__Exercise__.
Starting with the line that contains "TARGET = refrigerator lower door" and going on through the line that contains "100), (197, 101)]", rewrite only those lines, requests included. Scale every point coordinate in the answers by 2.3 and round to whole numbers, with halves rounded up, leaving the requests and their format samples unchanged.

##### Data excerpts

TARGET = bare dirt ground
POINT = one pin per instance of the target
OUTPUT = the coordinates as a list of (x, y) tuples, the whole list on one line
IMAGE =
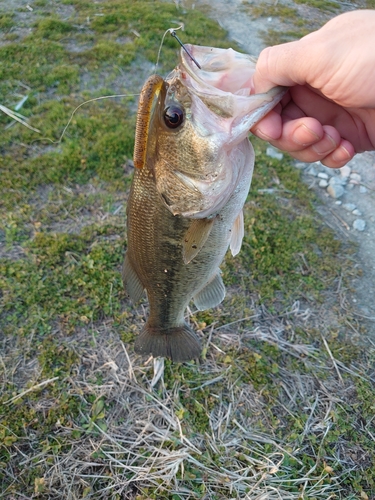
[(247, 31)]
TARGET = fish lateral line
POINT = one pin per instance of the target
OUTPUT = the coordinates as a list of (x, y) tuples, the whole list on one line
[(150, 90)]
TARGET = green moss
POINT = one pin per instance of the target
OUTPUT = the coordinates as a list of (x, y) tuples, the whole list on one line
[(321, 5), (62, 229), (6, 21), (53, 29)]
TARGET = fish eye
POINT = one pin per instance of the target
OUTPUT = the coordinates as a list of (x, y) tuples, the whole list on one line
[(173, 116)]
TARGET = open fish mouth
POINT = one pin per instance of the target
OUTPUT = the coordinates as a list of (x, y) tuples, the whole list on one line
[(224, 84)]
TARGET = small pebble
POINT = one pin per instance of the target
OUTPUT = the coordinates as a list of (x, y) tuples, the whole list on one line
[(359, 224), (349, 207), (274, 153), (312, 171), (335, 190), (322, 175), (345, 171), (355, 177), (337, 180)]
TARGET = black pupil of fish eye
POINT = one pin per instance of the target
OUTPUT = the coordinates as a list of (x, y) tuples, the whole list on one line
[(173, 116)]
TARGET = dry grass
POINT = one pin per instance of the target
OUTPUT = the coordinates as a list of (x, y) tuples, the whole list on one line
[(138, 442)]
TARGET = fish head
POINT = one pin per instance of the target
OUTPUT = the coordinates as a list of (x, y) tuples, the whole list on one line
[(198, 147)]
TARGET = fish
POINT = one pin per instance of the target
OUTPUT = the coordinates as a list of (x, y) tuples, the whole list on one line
[(193, 168)]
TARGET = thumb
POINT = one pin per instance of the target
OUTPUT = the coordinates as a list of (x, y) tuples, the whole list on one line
[(284, 65)]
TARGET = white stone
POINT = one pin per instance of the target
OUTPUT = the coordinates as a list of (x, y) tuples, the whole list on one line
[(355, 177), (349, 207), (359, 224), (274, 153), (335, 190), (345, 171)]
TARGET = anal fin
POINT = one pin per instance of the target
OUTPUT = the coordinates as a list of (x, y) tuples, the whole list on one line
[(195, 237), (211, 294), (132, 283)]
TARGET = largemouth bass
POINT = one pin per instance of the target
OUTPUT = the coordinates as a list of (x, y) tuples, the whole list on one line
[(194, 165)]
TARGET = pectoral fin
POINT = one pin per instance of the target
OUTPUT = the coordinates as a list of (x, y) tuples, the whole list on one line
[(195, 237), (132, 283), (211, 295), (237, 234)]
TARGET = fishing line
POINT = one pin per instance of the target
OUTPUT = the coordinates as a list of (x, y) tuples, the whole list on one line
[(85, 102), (170, 31)]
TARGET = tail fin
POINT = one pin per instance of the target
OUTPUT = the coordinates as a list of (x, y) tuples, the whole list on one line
[(179, 344)]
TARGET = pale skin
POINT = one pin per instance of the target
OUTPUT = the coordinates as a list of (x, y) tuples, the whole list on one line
[(328, 114)]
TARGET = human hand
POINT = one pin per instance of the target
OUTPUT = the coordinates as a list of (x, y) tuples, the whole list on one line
[(328, 114)]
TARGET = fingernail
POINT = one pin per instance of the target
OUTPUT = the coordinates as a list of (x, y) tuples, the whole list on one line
[(341, 154), (325, 146), (261, 135), (304, 136)]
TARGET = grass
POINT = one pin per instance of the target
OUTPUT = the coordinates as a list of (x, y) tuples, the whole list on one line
[(281, 402)]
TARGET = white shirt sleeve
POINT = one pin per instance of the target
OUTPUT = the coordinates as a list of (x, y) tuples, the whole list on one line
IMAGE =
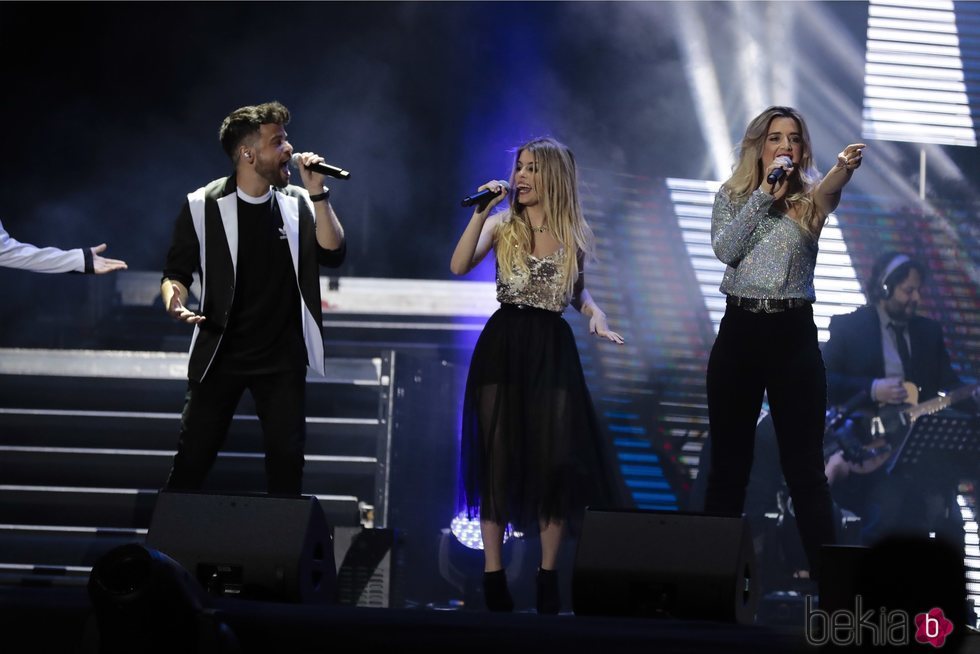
[(14, 254)]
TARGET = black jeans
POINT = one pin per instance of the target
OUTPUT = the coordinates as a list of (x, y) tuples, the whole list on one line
[(280, 402), (777, 354)]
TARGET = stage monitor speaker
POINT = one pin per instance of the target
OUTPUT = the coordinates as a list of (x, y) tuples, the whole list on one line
[(253, 546), (665, 563), (365, 574)]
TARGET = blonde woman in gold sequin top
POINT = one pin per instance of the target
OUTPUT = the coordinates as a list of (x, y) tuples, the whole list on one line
[(531, 449), (765, 223)]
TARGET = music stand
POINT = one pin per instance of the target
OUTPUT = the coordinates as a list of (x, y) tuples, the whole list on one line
[(945, 442)]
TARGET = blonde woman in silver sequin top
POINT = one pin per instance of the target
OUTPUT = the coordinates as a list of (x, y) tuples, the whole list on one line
[(530, 445), (765, 223)]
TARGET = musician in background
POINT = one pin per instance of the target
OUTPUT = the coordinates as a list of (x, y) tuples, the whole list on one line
[(883, 356)]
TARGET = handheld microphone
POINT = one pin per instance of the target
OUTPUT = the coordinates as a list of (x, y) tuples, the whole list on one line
[(785, 162), (322, 168), (483, 197)]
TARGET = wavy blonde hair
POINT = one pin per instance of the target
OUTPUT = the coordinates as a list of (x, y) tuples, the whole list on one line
[(748, 170), (557, 187)]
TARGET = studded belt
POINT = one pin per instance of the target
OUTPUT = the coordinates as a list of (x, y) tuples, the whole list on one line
[(766, 305)]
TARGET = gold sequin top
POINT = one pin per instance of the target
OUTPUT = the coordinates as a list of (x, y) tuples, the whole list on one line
[(768, 254), (543, 288)]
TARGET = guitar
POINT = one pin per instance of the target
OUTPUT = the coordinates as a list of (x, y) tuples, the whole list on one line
[(889, 424), (895, 417)]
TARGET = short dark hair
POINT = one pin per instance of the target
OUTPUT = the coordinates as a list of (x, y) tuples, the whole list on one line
[(246, 121), (881, 278)]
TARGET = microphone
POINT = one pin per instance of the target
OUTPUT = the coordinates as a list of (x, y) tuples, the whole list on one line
[(483, 197), (785, 162), (322, 168)]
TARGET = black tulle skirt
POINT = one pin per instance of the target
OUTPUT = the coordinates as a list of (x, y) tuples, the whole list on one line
[(531, 449)]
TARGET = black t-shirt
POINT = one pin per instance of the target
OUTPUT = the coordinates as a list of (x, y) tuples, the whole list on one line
[(264, 332)]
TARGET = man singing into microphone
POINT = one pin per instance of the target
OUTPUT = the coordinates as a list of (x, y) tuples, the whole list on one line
[(257, 243)]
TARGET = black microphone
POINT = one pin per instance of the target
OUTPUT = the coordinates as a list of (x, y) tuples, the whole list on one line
[(784, 162), (322, 168), (483, 197)]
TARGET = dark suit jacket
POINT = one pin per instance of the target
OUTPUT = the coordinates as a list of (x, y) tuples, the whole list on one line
[(853, 356), (216, 227)]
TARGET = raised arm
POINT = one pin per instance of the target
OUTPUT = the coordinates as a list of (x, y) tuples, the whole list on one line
[(584, 304), (477, 238), (828, 192)]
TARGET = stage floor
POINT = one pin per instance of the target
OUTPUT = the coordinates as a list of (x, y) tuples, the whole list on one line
[(52, 619)]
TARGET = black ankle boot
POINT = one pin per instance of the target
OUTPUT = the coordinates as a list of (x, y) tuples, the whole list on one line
[(495, 592), (549, 601)]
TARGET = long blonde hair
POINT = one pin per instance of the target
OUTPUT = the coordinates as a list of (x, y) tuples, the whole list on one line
[(748, 171), (558, 190)]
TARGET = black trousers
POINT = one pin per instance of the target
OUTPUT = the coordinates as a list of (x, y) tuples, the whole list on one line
[(280, 402), (777, 354)]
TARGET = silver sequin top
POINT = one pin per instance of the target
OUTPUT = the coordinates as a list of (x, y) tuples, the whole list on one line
[(543, 288), (768, 254)]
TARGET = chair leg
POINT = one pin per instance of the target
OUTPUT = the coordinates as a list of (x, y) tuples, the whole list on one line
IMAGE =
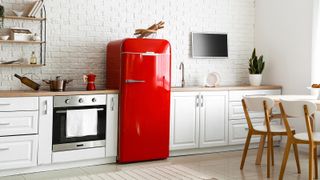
[(245, 150), (315, 157), (269, 154), (260, 150), (296, 155), (272, 152), (285, 159), (311, 159)]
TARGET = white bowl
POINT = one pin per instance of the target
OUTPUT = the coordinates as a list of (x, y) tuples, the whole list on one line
[(6, 37), (18, 13)]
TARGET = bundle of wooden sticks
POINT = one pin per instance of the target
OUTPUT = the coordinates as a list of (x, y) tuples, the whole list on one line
[(142, 33)]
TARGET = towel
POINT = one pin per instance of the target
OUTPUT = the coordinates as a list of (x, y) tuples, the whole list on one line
[(81, 123)]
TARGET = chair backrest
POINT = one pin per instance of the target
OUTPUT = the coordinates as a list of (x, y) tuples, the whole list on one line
[(255, 103), (297, 109)]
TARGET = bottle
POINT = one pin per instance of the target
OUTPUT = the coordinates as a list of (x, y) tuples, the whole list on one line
[(28, 82), (33, 58)]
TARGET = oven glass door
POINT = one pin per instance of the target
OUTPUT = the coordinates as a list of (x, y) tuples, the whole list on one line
[(60, 120)]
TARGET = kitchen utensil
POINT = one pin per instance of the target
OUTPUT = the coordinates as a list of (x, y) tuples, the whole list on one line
[(12, 62), (28, 82), (36, 37), (58, 84), (17, 13), (90, 78), (5, 37), (212, 80)]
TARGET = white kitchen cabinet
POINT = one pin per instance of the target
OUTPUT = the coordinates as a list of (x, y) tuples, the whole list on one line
[(20, 122), (198, 119), (213, 119), (18, 151), (184, 120), (45, 129), (19, 104), (112, 125)]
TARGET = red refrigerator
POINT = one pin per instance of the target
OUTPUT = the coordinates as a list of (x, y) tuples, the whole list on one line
[(140, 69)]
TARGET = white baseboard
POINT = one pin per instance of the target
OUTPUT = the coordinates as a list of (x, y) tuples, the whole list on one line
[(58, 166)]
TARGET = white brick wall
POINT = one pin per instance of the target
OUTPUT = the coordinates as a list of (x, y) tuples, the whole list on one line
[(78, 31)]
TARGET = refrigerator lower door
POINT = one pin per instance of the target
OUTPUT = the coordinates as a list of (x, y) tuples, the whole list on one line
[(145, 107)]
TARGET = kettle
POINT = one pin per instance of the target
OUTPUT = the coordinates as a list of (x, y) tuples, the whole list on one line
[(89, 79)]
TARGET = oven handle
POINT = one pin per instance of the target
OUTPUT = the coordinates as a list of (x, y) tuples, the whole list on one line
[(63, 111)]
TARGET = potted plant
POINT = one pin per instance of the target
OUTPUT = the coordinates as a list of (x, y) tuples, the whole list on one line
[(256, 66)]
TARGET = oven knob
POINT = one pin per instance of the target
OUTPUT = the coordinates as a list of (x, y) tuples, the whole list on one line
[(67, 101), (80, 100)]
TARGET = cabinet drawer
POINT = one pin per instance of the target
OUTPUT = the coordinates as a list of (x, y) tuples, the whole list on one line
[(19, 104), (15, 123), (238, 95), (238, 131), (18, 152), (236, 111)]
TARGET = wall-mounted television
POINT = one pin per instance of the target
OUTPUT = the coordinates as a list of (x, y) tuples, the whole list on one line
[(209, 45)]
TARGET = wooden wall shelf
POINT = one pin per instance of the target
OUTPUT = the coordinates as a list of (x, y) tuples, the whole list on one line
[(24, 18), (23, 42), (21, 65)]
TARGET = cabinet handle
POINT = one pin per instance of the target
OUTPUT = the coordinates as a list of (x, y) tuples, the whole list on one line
[(112, 104), (4, 149), (45, 107), (254, 95), (201, 100), (197, 101)]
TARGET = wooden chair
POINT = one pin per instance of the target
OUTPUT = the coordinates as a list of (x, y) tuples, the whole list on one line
[(300, 109), (263, 104)]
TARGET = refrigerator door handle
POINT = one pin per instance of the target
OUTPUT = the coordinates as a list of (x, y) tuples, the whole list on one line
[(149, 54), (128, 81)]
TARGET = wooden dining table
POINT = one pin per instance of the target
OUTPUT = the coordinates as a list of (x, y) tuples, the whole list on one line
[(277, 99)]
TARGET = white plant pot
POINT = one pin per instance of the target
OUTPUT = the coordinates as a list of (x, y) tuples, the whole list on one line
[(255, 79)]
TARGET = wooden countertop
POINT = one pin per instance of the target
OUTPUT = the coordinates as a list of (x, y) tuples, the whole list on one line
[(30, 93), (223, 88), (19, 93)]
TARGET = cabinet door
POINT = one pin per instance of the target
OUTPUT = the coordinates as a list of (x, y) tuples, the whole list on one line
[(18, 152), (112, 125), (213, 119), (45, 130), (184, 120)]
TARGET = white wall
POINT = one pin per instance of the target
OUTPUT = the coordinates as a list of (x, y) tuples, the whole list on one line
[(78, 31), (283, 32)]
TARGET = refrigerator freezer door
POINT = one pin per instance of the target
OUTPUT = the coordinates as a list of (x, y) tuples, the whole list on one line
[(145, 107)]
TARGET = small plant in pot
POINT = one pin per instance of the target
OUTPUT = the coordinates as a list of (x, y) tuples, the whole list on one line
[(256, 66)]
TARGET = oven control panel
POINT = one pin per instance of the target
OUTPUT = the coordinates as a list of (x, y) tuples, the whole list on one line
[(79, 100)]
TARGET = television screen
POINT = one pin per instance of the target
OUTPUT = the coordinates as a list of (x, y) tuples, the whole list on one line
[(209, 45)]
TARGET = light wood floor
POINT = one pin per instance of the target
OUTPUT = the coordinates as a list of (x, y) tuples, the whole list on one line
[(224, 166)]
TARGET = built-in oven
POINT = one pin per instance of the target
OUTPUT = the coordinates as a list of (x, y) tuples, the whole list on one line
[(79, 122)]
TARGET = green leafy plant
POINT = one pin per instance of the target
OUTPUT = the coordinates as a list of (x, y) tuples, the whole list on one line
[(256, 65)]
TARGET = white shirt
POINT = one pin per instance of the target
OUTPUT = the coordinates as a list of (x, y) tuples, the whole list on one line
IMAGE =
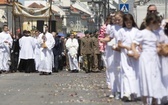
[(27, 46)]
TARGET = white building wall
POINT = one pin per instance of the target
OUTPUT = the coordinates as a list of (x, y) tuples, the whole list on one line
[(142, 10)]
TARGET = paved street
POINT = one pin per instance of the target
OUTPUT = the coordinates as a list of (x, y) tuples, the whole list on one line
[(61, 88)]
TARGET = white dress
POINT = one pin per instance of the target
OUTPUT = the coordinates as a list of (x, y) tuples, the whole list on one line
[(163, 39), (72, 46), (5, 50), (115, 65), (109, 58), (149, 65), (46, 54), (37, 52), (27, 46), (129, 66)]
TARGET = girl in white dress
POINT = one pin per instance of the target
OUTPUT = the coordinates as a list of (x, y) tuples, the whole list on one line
[(129, 79), (163, 40), (115, 64), (149, 65)]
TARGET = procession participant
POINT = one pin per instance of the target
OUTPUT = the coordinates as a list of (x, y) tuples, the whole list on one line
[(149, 65), (5, 45), (105, 48), (72, 47), (151, 9), (37, 49), (163, 41), (86, 52), (129, 66), (46, 54), (57, 51), (15, 52), (26, 55), (96, 52), (115, 64)]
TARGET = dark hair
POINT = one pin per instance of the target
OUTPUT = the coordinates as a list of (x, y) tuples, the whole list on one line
[(166, 29), (143, 26), (152, 18), (154, 11), (120, 13), (150, 6), (127, 17), (5, 26), (25, 32)]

##########

__Result of this task__.
TARGET = refrigerator lower door
POINT = one pin per instance of the target
OUTPUT = the coordinates as a list of (x, y) tuples, the whole list on one line
[(334, 246)]
TARGET = kettle
POINT = one pin per instance of the target
OUTPUT = the coordinates as a list of (x, y) tuples, the whole list on one line
[(205, 182)]
TARGET = oven handle
POINT = one pin per instance of the target
OUTPUT = the coordinates as a list of (x, y) tuples, the whole list on one line
[(145, 255)]
TARGET = potted plant
POINT = one pin per instance of the target
OUTPUT = the coordinates as a list of (x, y) tuples, the whole list on one line
[(589, 152)]
TARGET = oven knob
POINT = one pin per instance of the target
OUTPUT = the coordinates as a list of (x, y) tuples, the whole list on one line
[(154, 232), (184, 230)]
TARGET = cabinet drawer
POINT = one pin per instance of the target
OUTPUT = the coordinates as a list of (x, y) tuples, the whole list on one line
[(44, 239), (35, 283), (547, 219), (547, 301), (41, 350), (543, 255)]
TARGET = wall-mounted television
POINT = one pin per instance of the target
OUTPUT = the coordinates as a list of (x, y) tuples, the whole list on one line
[(481, 104)]
TARGET = wooden wall shelf
POINT = one pin per instance of the target
OUTPUT = the coordinates as a list of (x, y) tuples, the whole list on one line
[(55, 41), (53, 97), (48, 150)]
TARGET = cabinet handle
POINT = one pin per instance of the target
OUTPUT = the coordinates as a list of (x, y) tuples, the whole list on one line
[(258, 239), (9, 343), (104, 246), (584, 219), (462, 230), (453, 232)]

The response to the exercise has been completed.